» **Exercise tasks**
A: In the pull request, what typed sentinel error does the Hugging Face client return when 429 responses persist after the retries run out?
B: Reproduce the portion of the pull request starting at "- GetTrending failures" and ending at "429 returning ErrRateLimited.".

[Supplied passage Boundary: Start]

Harden gallery-agent Hugging Face fetches against transient rate limiting by Copilot · Pull Request #10187 · mudler/LocalAI

Copilot · 2026-06-05T17:22:31Z

Gallery Agent runs were failing in Run gallery agent when Hugging Face returned a transient 429, causing the workflow to exit before any gallery logic could continue. This change makes model discovery resilient to upstream throttling while preserving fast failure for non-retryable client errors.

Hugging Face client retry policy (pkg/huggingface-api/client.go)
- Added bounded retry loop for SearchModels on transient failures:
  - retries on 429 and 5xx
  - exponential backoff with cap
  - Retry-After support (both delta-seconds and HTTP-date)
- Added typed sentinel error:
  - ErrRateLimited for persistent 429 exhaustion
- Kept non-retryable 4xx behavior fail-fast (no retry noise on bad requests).
Gallery agent behavior on persistent throttling (.github/gallery-agent/main.go)
- GetTrending failures classified as ErrRateLimited now result in a graceful skip:
  - write summary with ModelsAdded: 0
  - exit without failing the run
- Other errors still fail the step normally.
Coverage for new behavior (pkg/huggingface-api/client_test.go)
- Added tests for:
  - retry + Retry-After handling on 429
  - fast-fail for non-retryable 4xx
  - persistent 429 returning ErrRateLimited.

if errors.Is(err, hfapi.ErrRateLimited) {
    fmt.Printf("HuggingFace API is rate limited after retries, skipping this run: %v\n", err)
    writeSummary(AddedModelSummary{
        SearchTerm:   searchTerm,
        ModelsAdded:  0,
        Quantization: quantization,
    })
    return
}

Original prompt

Fix the failing GitHub Actions job for the Gallery Agent workflow in mudler/LocalAI.

Context:

Failing workflow run: 27027765104
Failing job: 79772009990
Workflow file: .github/workflows/gallery-agent.yaml
Commit where the failure was observed: e837921c2cd49ed91359e7b60dd277bc587148ec
The failure occurs in the Run gallery agent step, which runs go run ./.github/gallery-agent with GALLERY_INDEX_PATH=$PWD/gallery/index.yaml.

Observed logs:

The decisive failure is:
- Loaded 1427 existing gallery entries
- Searching for trending models on HuggingFace...
- Error fetching models: failed to fetch models. Status code: 429
- exit status 1
There is also an earlier cache restore warning from /usr/bin/tar reporting many Cannot open: File exists messages while restoring the Go toolchain cache, but the job continues past that, prints go version go1.26.0 linux/amd64, and only fails later in the gallery-agent execution. Treat the 429 from Hugging Face as the root cause of the job failure.

[Supplied passage Boundary: End]
[Extracted data Boundary: Start]

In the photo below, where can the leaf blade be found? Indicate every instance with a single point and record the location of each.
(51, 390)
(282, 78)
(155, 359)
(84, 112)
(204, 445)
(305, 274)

[Extracted data Boundary: End]

» **Expected responses**
A: ErrRateLimited

B:
- GetTrending failures classified as ErrRateLimited now result in a graceful skip:
  - write summary with ModelsAdded: 0
  - exit without failing the run
- Other errors still fail the step normally.
Coverage for new behavior (pkg/huggingface-api/client_test.go)
- Added tests for:
  - retry + Retry-After handling on 429
  - fast-fail for non-retryable 4xx
  - persistent 429 returning ErrRateLimited.